**Text passage**
==================================================
As soon as you get out of playing in kindergarten, you start thinking of it as only for the best and brightest.

And if somebody tells you or makes you feel like you're not part of the best and brightest, you sort of disassociate yourself with these disciplines.

And so part of my task is to make the reconnection present, so we can activate a passion and then connect that to learning and connect that to sort of rigorous interrogations of science and scientific phenomena.

What's a math or a science teacher in high school supposed to do?

What's something they can actually institute in their classroom?

So, there's a couple of things.

I think one thing you can do just, you know, on a sort of basic scale is have kids present or describe their science ideas and what they're learning in science in different ways including art, including hip-hop.

You know, online, there's exemplars of how we've done this project, called Science Genius, where the kids write raps.

So my new book is called 'For White Folks Who Teach in the Hood... and the Rest of Y'all Too.'

And in the book, I outline just strategies, like have conversations with young people in your classroom about how they're receiving your instruction and have them co-design a lesson with you.

'Well, Emdin, what if they don't understand the science?'

It doesn't matter.

They'll learn the science through the process of designing the lesson.

It's a really nouveau approach to just the whole teaching and learning exercise that I suggest should be happening in all classrooms but, in particular, in STEM classrooms because of the 'achievement gaps' that we find in these disciplines.

Well, that's interesting.

In the technology field, also design-centered, you know, kind of object creation is something that they think about in Silicon Valley.

Well, let's teach ourselves the process, think about what the end user has in mind, right?

And you hit the nail on the head.

It's really ensuring that teaching and learning practices in K-through-12 education actually replicate the type of creativity and imagination that happens with folks who are actually doing the scientific work.
==================================================
**Data shown**
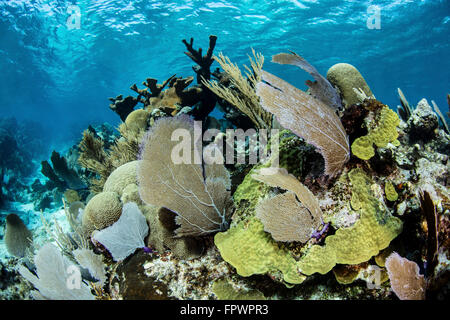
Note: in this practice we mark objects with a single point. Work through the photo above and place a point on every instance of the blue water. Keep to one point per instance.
(63, 77)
==================================================
**Problems and tasks**
**1.** Using the excerpt on science teaching, decide whether each statement agrees with it: (a) In the Science Genius project, the kids write raps. (b) Students should co-design a lesson only once they understand the science. (c) The suggested approach is meant for STEM classrooms alone. Answer yes or no for each and quote the words of the text that settle it.
**2.** Proceed with the excerpt on science teaching, picking up right after its final sentence.
The lines play no part here.

**Answers given**
**1.**
(a) Yes: "called Science Genius, where the kids write raps."
(b) No: "It doesn't matter. They'll learn the science through the process of designing the lesson."
(c) No: "should be happening in all classrooms but, in particular, in STEM classrooms"

**2.**
You know, I make the argument that folks who use a hip-hop-based approach to teaching and learning are actually closer to what happens in STEM fields, in Silicon Valley, than what happens in traditional classrooms.

So we're essentially enacting approaches to teaching and learning that are so antiquated that it doesn't even really fully prepare the young people to have the kind of creativity and imagination and the marrying with the arts that actually happens with folks who are doing cutting-edge scientific research.

I've heard of Rap Genius.

What's Science Genius?

Science Genius is a competition.

And it is heavy.

And it's having young people write raps around what they're learning in science classes.

And that's easy enough, except now, we want them to be able to compete with young people in other schools across the city or even across the country.

And we're challenging young people to say, 'Listen.

We don't want the rap to sound great.

That's nice, but we also want to make sure that you have very rigorous science content.'

It's a really challenging rubric.

You have to have at least five scientific phenomena described.

You have to incorporate formulas.

You have to apply it to real-life experiences.

But you have to do all of this through rap.

And so, Science Genius is a city-wide competition where kids come together from across the city.

And they're gonna perform.

And they better rap and be good.

But they better have some scientific content in there, as well.

What does this do to a kid that didn't see themself as a scientist early on?

It changes everything.

You know, a young person who writes a Science Genius rap and gets to present at Teacher's College at Columbia University or at the Jacob Javits Center, they see themselves as being a scientist.

And this activates the resilience that you need for science, right?

So if you are deeply, emotionally connected to a discipline and you see yourself as being successful in it, you've been on stage performing science raps, and the whole audience says, 'Oh, my gosh. You're brilliant, and you're smart,' when you're in the classroom, and you face your first academic challenge, you activate a certain sense of resilience that comes from the fact that you've already built confidence around your ability to do well.

And so what it changes is we just have a whole new cadre of young people who want to be scientists, who want to have careers in a science.

And once you do that, we change the entire narrative.

And my argument is always this.

We are not going to be able to fill the gaps that we have in STEM professions in science and tech and engineering and math unless we change the big piece, which is the engagement piece.

Once you get people who have engagement and self-confidence around a discipline, and they feel like they can do well at it, you open up doors for new possibilities.

All right.

Christopher Emdin of Teacher's College at Columbia University, thanks so much for joining us.

Pleasure being here with you.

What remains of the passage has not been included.